What the task asks: Present the following lines as a numbered list, omitting any blank lines.

Entries:
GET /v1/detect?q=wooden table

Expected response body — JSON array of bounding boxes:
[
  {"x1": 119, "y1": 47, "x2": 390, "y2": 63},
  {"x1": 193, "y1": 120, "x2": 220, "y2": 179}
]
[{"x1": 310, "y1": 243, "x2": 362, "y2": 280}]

Completed task:
1. GET /v1/detect?q=wooden table
2. Expected response body — JSON array of bounding boxes:
3. [
4.   {"x1": 119, "y1": 47, "x2": 390, "y2": 63},
5.   {"x1": 193, "y1": 120, "x2": 220, "y2": 179}
6. ]
7. [{"x1": 310, "y1": 243, "x2": 362, "y2": 280}]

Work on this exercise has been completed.